▶ _Task statement_:
Retype every record that follows, character for character.

^^^^

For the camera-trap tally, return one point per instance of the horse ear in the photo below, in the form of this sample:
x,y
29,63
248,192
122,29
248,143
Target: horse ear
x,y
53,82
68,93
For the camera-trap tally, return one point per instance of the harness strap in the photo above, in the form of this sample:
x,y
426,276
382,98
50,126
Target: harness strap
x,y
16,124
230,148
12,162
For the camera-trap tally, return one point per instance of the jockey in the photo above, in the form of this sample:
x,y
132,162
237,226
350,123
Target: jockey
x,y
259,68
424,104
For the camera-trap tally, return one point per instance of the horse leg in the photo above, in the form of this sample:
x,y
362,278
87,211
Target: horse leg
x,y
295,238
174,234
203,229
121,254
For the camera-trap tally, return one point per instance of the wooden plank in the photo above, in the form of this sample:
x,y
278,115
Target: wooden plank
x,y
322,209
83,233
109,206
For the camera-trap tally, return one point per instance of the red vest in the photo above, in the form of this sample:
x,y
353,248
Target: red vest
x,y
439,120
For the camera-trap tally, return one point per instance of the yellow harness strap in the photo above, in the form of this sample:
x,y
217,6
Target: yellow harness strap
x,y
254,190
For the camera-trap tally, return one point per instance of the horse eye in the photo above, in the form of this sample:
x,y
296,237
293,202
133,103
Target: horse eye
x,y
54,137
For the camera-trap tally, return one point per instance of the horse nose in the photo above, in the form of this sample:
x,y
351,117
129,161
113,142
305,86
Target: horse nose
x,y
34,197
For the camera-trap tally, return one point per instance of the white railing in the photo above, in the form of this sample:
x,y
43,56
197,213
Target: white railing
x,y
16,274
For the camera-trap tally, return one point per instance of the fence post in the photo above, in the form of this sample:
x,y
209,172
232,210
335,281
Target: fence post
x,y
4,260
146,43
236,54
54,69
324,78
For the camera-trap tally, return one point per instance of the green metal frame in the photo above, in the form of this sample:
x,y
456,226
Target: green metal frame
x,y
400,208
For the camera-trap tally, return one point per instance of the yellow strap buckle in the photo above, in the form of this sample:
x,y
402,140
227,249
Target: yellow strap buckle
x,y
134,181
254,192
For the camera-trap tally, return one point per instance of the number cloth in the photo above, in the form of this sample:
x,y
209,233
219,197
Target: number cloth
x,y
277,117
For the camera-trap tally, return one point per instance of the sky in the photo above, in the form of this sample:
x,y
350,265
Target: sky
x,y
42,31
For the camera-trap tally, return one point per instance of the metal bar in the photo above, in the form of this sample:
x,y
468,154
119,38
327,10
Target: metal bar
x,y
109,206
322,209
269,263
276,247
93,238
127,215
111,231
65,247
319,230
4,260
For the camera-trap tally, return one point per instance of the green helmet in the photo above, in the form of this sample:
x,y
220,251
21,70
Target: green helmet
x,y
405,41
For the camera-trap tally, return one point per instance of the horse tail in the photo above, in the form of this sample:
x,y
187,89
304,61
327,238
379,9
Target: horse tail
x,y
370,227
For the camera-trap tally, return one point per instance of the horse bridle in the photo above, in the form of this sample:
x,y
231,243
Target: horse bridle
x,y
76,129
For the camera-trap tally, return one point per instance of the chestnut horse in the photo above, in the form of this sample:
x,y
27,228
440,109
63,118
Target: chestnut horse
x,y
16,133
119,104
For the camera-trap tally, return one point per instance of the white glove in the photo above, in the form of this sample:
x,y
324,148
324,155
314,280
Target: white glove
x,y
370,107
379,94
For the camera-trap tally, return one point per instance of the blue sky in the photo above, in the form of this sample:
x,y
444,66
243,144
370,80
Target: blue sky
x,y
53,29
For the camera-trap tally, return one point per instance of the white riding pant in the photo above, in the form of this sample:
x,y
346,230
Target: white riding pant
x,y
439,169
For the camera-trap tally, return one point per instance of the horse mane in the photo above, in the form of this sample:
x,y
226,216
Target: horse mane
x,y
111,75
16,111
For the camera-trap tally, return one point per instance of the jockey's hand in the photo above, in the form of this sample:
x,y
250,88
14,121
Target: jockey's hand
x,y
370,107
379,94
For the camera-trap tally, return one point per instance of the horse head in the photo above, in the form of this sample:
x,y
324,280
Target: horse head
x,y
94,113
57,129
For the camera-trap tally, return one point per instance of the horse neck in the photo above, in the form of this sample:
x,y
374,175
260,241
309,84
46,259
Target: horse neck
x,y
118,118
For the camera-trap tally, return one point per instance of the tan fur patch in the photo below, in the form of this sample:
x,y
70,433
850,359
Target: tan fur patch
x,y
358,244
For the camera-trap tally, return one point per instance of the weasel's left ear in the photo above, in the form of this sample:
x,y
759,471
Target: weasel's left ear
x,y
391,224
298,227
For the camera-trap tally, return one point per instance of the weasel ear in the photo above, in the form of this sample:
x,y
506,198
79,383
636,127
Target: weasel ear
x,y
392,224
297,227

^^^^

▶ _Task answer_:
For the camera-trap tally, return one point per instance of the horse ear in the photo below, in the form of this sample:
x,y
29,63
248,192
122,29
248,143
Target: horse ear
x,y
53,82
68,93
For the camera-trap tally, return one point per instance of the harness strap in the photo above, in the form of this sample:
x,y
426,276
382,98
50,126
Target: harness strap
x,y
16,124
230,148
12,162
For the camera-trap tally, return one point per instance of the jockey in the photo above, in the form of this sample:
x,y
132,162
237,226
350,123
Target: jockey
x,y
259,68
424,104
For the camera-trap tally, return one point per instance of the horse leg in the photo above, in the form of this sample:
x,y
362,278
87,211
Target: horse leg
x,y
295,238
174,234
203,229
121,254
For the camera-trap tally, return one point per instance of the wooden plank in the photo above, in the form of this sample:
x,y
278,115
Target: wooden plank
x,y
322,209
83,233
109,206
For the camera-trap tally, return one point per instance of the red vest in the photo above, in the form of this sample:
x,y
353,248
Target: red vest
x,y
439,120
For the camera-trap tally, return one point per instance of the yellow harness strap in the photo above, in the form of this sample:
x,y
217,6
Target: yellow harness strap
x,y
254,190
For the camera-trap tally, return one point per instance of the horse eye in the photo above, in the form of this sample:
x,y
296,237
293,202
133,103
Target: horse eye
x,y
54,137
For the camera-trap tally, return one point per instance of the horse nose in the photo above, in the form of this sample:
x,y
351,117
129,161
113,142
305,86
Target: horse nose
x,y
34,197
For the camera-trap tally, return one point per instance of the white railing in the photo above, in the form of this sample:
x,y
43,56
197,213
Target: white railing
x,y
16,274
For the camera-trap tally, return one point per instance of the fence post in the photo above, in the form of this sample:
x,y
209,172
232,210
335,281
Target: fence post
x,y
4,260
146,43
236,54
54,69
324,78
For the camera-trap tally, return one point per instance of the green metal frame in the photo above, in the form of this sample:
x,y
456,226
Target: green metal frame
x,y
400,208
For the camera-trap tally, return one point per instance of the yellow strap buckle in the photo above, in the form of this sample:
x,y
402,140
227,249
Target: yellow strap buckle
x,y
134,181
254,192
For the camera-trap tally, return one point per instance of the number cloth in the photo above, in the form of this sample:
x,y
209,233
219,197
Target: number cloth
x,y
277,117
For the camera-trap tally, return one point per instance of the sky in the photo above, in the form of this sample:
x,y
350,265
Target: sky
x,y
42,31
For the camera-trap tally, return one point per instance of the metal bar in the photo above, in the form of this sample:
x,y
468,154
119,38
327,10
Target: metal bar
x,y
109,206
322,209
269,263
276,247
93,238
127,215
111,231
65,247
319,230
4,260
For the camera-trap tally, return one point per instance of the green helmet in the photo above, in the form of this sample:
x,y
220,251
21,70
Target: green helmet
x,y
405,41
For the camera-trap tally, return one point per instance of the horse tail in the photo above, in the form of this sample:
x,y
187,89
304,61
327,238
379,9
Target: horse tail
x,y
370,227
For the camera-trap tally, return one point per instance of the horse bridle in the photo above, in the form of this sample:
x,y
231,243
Target: horse bridle
x,y
76,129
For the camera-trap tally, return one point per instance of the chestnut horse in the photo above, in the form of this sample:
x,y
27,228
440,109
63,118
Target: chestnut horse
x,y
16,133
119,104
For the camera-trap tally, return one point per instance of the white glove in the photo above, in the form of this sample:
x,y
324,148
324,155
314,280
Target: white glove
x,y
370,107
379,94
For the camera-trap tally, return one point per instance of the blue sky in the photo above, in the form of this sample:
x,y
444,66
243,144
370,80
Target: blue sky
x,y
53,29
For the camera-trap tally, return one point per instance of the white riding pant in the photo above, in the form of this sample:
x,y
346,230
Target: white riding pant
x,y
439,169
For the camera-trap tally, return one point per instance of the horse mane in the photo above, in the form of this sample:
x,y
226,216
Target: horse mane
x,y
111,75
16,111
For the camera-trap tally, return one point per instance of the jockey's hand in the photo above, in the form of this sample:
x,y
250,88
14,121
Target: jockey's hand
x,y
370,107
379,94
For the camera-trap tally, return one point per instance of the horse head in the photo above, in the form of this sample:
x,y
324,280
Target: horse head
x,y
94,113
57,129
For the camera-trap tally, return one point per instance of the horse neck in the photo above, in the form of this sample:
x,y
374,175
260,241
309,84
46,259
Target: horse neck
x,y
118,118
For the camera-trap tally, return one point per instance of the tan fur patch in the photo below, in the form of this sample:
x,y
70,433
850,359
Target: tan fur patch
x,y
358,244
For the camera-trap tally, return one point per instance of the weasel's left ear in the photo above, in the form of this sample:
x,y
759,471
Target: weasel's left ear
x,y
391,224
298,227
For the camera-trap tally, return one point per instance of the weasel ear in the photo above, in the form of this sample:
x,y
506,198
79,383
636,127
Target: weasel ear
x,y
392,224
297,227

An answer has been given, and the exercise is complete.